══ Provided passage

USAID/IITA MIDAS project : small farms systems research in Ghana : terminal report (1980-82)
Sign inINTERNATIONAL INSTITUTE OF TROPICAL AGRICULTURE (IITA)
Presents final contractor report (1980-82) on a small farm systems research (SFSR) component of a project to improve small farm food production in Ghana"s Brong-Ahafo province.
1970
Abstract
The International Institute of Tropical Agriculture (IITA) team developed a 6-stage SFSR model for Ghana and completed its first two stages: selecting a target area (Atebubu) and gathering diagnostic data via a farm survey. Next, a 10-ha research farm was established (after an abortive attempt) near Atebubu Training College. Activities included testing improved maize, rice, sorghum, cowpea, and groundnut varieties (several on-farm trials were also conducted); establishing a meteorological station to record air and soil temperatures and the highly irregular rainfall patterns; conducting soil surveys and classifying the soils" agronomic suitability and fertility capability; and conducting fertility trials on yam, maize, rice, groundnuts, and cowpeas. A wealth of specific technical data on these activities is provided. Unfortunately, the project"s premature termination made it inadvisable to develop packages of recommendations for farmer use, and the failure of the University of Science and Technology at Masi to assign counterparts, together with the lack of progress in training local staff (who had to endure poor service conditions) threaten the continuance of SFSR efforts after the project ceases. Other problems included lack of support staff and of infrastructure and inputs at the research site and the project"s brevity and uncertain continuation. Specific recommendations include staggering crop planting (especially of cereals); identifying suitable maize and rice varieties and alternative cowpea cultivation methods; maintaining soils by using local fertilizers, alternating agroforestry with shifting cultivation, rotating legumes with cereals, abolishing the exploitative land tenure system, planting fallows, and intensively exploiting valley bottom soils; improving production by further testing of varieties (specific strains are recommended) and of previous findings on the relation of yam mound size to mound population density; and conducting herbicide control studies. A schema for model FSR projects in Ghana concludes the report.

════
══ Data extracts

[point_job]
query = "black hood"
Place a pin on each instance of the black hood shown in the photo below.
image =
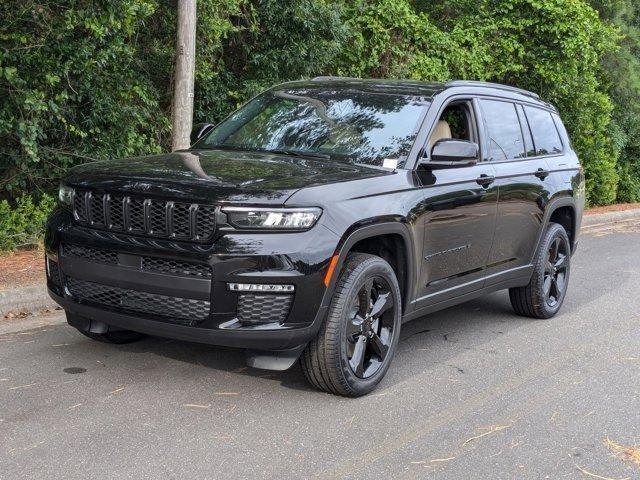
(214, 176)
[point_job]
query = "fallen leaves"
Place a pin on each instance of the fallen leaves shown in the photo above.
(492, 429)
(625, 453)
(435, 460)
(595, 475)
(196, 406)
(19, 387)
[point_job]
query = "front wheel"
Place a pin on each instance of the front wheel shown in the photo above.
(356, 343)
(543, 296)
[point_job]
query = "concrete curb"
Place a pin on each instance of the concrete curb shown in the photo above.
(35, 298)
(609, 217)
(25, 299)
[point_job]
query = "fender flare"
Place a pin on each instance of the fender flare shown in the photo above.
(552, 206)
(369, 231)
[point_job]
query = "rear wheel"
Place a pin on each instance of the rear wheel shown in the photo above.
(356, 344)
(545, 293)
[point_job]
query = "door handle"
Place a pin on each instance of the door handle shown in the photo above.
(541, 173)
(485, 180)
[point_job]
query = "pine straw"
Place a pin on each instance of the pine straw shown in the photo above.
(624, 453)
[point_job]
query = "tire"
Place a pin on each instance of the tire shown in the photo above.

════

Required action 1 ::
For each statement about the Ghana report, answer yes or no, and quote the words of the report that decide it.
(a) The research farm covered 10 hectares.
(b) The team completed all six stages of its SFSR model.
(c) The project produced packages of recommendations for farmer use.
Required action 2 ::
Answer these questions from the Ghana report.
(a) Which target area was selected?
(b) What did the meteorological station record?
(c) What concludes the report?
Required action 3 :: Duplicate the part of the Ghana report starting with "USAID/IITA MIDAS project" and going on through "inINTERNATIONAL INSTITUTE OF TROPICAL AGRICULTURE (IITA)".
None of the material is needed for this work.

Task output 1 ::
(a) Yes: "a 10-ha research farm was established"
(b) No: "completed its first two stages"
(c) No: "the project"s premature termination made it inadvisable to develop packages of recommendations for farmer use"

Task output 2 ::
(a) Atebubu
(b) Air and soil temperatures and the highly irregular rainfall patterns
(c) A schema for model FSR projects in Ghana

Task output 3 ::
USAID/IITA MIDAS project : small farms systems research in Ghana : terminal report (1980-82)
Sign inINTERNATIONAL INSTITUTE OF TROPICAL AGRICULTURE (IITA)